# Under 3 weeks to due date, team yellow but....



## Tink84

I really feel like sitting a crying :(

We made a choice to stay team yellow but today my sister has found out she is team pink :( I've devastated even though it's the first niece on my side of the family I can't even bare to congratulate her right now.

We don't know what were having and we too could be team pink but today it hit me just how much I want a daughter and OH has admitted his devastation in finding out their having a girl too.

We have both said all along that were not bothered etc but the truth be known we both long for a girl and I'm not sure how we'll react if it's a boy.

He's getting himself worked right up at not being able to love a son as much as he would a daughter.

As awful as it sounds I desperately wanted her to have a boy or for them not to find out the sex. I'm devastated that they are getting all the lime light because there having a girl which both families desperately wanted. Now I feel that my baby no matter whether it's a boy or girl will be pushed out :( 

Sorry to vent on here ladies but everytime I even think about her having a daughter the tears start. In my opinion she only got pregnant because all her firends were - childish I know but she seemed to fall pregnant instantly and it took us 8 months to concieve etc. 

I know we are having this baby for all the right reasons etc and I really wish I could help how I feel. Never thought I would be the jealous type :( 

Thank you for reading this


----------



## MeAndMyShadow

sending hugs to you honey xx


----------



## skunkpixie

*Hugs*. I think that its a good thing that you have stayed team yellow. Im certain that when baby is born you will be so happy that you wont mind if you have a boy or a girl. xxx


----------



## pinkribbon

Admittedly I'm feeling a tinge of jealousy at those who've just had baby girls or are pregnant with baby girls so to have someone in your family announcing must be hard. 

I agree with skunkpixie though, staying team yellow may be a blessing in disguise for you both. :hugs:


----------



## pixeldust

Trust me when I say it'll all fade away when your baby is born, whether it's a girl or a boy.

Everyone I knew was "team pink" when I was pregnant, I was literally the only one having a boy, and I was SO jealous. I couldn't bear to congratulate them. I was just so envious that they got to have girls and I was having another boy.

But when our babies were born... the jealously just faded away. My boy who I wondered if I would ever love has been the apple of my eye from the moment he was born, I've never loved or felt so protective towards anything in my entire life (including my first son!). I see photos of my friends daughters... and they do nothing for me! I get the very rare pang of regret if they are wearing a particularly cute outfit, but then I look at my absurdly adorable boy and I wouldn't trade him for all the pink in the world.

(Plus all it takes is hearing stories from friends about their precocious, catty pre-teen daughters to make me even gladder!)


----------

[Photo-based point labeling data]
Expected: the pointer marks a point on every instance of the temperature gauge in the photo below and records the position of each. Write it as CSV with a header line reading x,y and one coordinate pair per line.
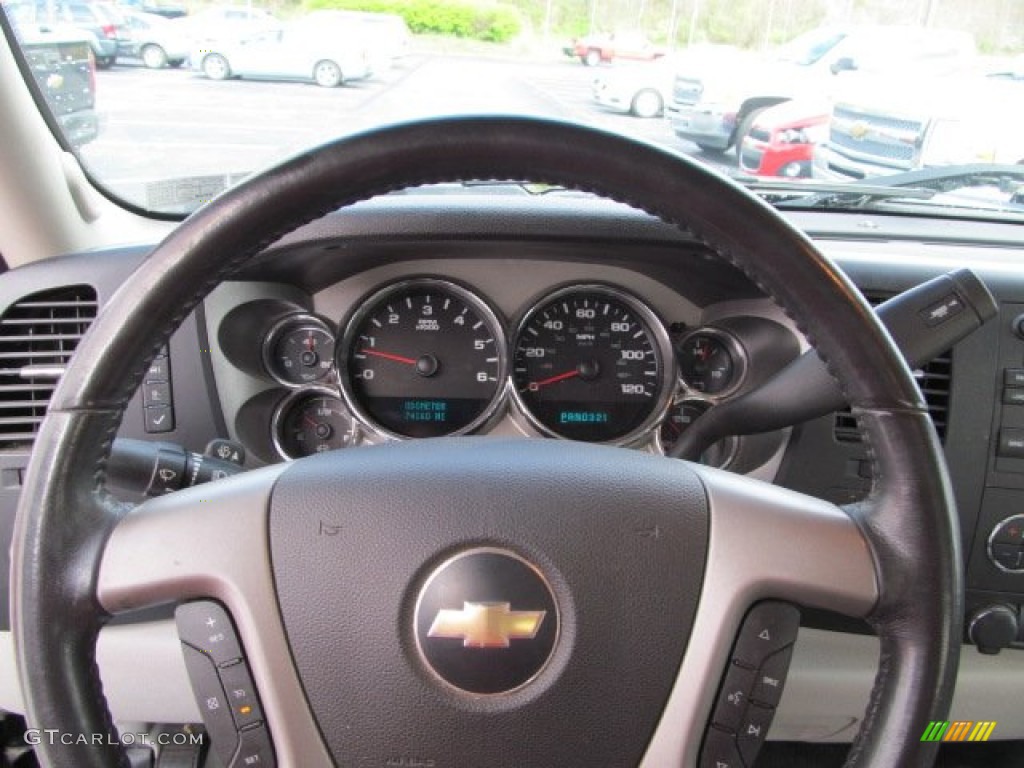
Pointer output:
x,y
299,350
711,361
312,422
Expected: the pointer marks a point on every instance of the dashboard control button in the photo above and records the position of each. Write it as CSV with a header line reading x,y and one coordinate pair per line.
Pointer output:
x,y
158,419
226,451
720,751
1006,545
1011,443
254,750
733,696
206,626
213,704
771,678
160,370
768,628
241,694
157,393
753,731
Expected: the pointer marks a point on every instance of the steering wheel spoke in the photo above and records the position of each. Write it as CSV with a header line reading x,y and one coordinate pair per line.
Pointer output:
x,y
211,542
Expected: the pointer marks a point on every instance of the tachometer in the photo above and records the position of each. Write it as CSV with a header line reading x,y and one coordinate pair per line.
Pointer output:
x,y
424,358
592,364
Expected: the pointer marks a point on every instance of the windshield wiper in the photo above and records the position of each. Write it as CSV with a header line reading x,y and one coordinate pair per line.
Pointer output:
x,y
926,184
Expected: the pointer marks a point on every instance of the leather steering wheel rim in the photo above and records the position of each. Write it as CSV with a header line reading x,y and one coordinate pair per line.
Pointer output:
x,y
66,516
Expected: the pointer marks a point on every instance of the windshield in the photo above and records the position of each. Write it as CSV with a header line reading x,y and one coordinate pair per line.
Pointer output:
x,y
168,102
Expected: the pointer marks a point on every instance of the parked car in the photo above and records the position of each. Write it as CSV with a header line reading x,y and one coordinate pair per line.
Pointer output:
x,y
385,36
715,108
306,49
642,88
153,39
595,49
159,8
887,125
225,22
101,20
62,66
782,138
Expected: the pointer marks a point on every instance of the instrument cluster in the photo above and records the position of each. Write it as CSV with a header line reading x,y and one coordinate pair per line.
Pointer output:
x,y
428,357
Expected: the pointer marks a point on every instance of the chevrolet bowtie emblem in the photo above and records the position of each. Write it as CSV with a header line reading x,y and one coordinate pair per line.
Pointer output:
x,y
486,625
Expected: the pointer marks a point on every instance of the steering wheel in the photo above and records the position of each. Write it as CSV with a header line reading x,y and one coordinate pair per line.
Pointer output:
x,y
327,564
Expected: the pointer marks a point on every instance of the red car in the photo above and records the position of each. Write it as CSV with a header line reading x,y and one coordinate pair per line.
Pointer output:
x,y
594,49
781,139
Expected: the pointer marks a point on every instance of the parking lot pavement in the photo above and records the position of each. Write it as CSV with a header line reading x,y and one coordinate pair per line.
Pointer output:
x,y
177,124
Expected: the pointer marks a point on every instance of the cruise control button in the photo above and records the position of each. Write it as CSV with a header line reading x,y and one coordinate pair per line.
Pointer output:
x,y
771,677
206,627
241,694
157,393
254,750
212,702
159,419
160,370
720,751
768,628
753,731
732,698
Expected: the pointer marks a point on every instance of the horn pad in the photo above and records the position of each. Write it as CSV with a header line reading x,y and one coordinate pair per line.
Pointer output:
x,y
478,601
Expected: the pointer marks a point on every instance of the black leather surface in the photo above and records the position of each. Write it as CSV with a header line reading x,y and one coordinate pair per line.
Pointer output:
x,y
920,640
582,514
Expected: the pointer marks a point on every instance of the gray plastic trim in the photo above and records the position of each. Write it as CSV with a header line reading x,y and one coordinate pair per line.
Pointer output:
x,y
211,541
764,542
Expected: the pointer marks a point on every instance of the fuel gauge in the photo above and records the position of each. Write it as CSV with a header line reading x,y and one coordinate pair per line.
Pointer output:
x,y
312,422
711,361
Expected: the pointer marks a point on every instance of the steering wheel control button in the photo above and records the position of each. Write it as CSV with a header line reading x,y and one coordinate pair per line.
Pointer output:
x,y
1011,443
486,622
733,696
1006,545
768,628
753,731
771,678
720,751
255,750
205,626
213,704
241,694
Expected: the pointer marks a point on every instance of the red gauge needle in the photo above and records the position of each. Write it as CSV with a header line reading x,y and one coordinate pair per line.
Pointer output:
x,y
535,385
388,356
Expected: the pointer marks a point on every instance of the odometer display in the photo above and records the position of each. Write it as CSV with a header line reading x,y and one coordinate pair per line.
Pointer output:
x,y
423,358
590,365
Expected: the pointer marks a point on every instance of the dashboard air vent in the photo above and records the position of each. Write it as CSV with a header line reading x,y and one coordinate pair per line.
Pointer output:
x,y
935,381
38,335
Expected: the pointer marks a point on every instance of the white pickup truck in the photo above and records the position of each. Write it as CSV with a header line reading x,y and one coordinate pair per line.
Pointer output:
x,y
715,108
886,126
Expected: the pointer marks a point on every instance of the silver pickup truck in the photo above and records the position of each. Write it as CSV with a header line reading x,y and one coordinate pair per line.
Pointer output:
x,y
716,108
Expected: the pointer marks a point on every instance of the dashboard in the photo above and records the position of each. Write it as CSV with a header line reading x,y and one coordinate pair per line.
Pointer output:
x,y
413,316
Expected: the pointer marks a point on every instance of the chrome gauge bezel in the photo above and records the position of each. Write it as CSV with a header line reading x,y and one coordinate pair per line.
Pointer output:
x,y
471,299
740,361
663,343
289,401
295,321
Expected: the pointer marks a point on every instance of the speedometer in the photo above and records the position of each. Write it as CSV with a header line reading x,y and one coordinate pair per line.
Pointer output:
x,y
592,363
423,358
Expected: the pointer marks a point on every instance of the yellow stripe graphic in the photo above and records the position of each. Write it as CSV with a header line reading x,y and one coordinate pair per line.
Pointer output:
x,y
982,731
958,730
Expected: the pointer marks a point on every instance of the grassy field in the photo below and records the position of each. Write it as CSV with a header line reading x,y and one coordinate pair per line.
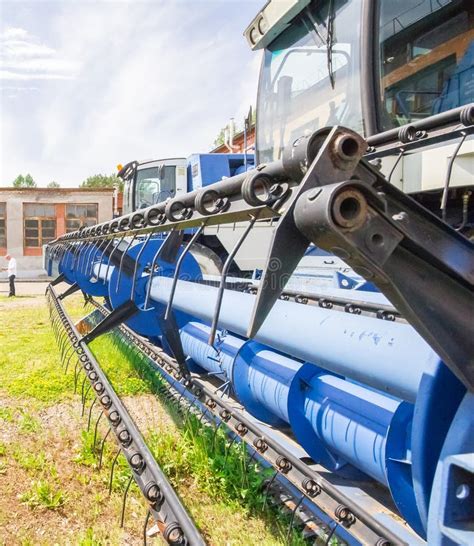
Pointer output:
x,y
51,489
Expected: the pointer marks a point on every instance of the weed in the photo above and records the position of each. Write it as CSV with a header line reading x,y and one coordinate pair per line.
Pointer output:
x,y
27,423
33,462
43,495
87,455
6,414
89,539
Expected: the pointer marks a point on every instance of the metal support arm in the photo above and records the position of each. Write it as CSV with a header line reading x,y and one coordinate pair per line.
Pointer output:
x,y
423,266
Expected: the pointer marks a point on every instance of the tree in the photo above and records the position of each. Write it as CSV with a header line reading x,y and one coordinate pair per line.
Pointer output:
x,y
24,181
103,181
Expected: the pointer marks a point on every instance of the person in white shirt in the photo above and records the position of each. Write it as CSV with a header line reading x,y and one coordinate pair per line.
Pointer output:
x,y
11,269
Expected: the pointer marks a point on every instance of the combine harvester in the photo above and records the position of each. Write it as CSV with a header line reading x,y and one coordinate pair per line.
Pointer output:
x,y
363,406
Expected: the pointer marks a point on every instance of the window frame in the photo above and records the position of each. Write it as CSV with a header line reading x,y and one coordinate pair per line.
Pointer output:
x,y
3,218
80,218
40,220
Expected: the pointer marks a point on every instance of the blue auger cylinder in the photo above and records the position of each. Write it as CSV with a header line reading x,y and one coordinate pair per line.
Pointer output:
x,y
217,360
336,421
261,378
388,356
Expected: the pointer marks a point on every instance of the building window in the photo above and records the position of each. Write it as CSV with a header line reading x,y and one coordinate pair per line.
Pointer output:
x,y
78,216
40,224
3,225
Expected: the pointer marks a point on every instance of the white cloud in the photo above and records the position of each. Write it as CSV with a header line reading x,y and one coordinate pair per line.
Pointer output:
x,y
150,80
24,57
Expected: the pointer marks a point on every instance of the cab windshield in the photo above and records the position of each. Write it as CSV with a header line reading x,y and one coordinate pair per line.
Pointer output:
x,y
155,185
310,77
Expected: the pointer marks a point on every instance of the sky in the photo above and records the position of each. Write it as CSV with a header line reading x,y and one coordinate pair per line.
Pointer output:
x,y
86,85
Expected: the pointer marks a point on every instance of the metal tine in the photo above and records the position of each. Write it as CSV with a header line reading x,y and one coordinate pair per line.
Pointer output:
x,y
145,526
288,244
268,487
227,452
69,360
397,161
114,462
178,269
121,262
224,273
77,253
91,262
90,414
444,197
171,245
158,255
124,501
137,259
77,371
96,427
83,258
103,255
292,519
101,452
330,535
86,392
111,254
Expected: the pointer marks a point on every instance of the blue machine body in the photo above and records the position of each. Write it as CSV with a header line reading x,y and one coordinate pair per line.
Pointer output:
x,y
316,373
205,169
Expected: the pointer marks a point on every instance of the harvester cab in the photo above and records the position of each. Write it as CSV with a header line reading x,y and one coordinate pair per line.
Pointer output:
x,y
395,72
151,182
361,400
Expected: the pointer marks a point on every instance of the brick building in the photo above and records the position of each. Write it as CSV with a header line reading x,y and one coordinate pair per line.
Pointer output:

- _JOBS_:
• A. List the usernames of everyone who posted in the forum thread.
• B. Please find every line in the entries that contains the word "leather", matching case exactly, and copy each of those lines.

- _EXPECTED RESULTS_:
• A.
Tink84
MeAndMyShadow
skunkpixie
pinkribbon
pixeldust

• B.
Expected: the pointer marks a point on every instance of the leather steering wheel rim in the photo above and records the position of each. Write it as CSV with a header line reading x,y and one coordinate pair per line.
Expected: the pointer marks a point on every instance of the black leather surface in the photo above and records the position of each. Write it as CSV with a header line reading x,y and one coordinate pair per line.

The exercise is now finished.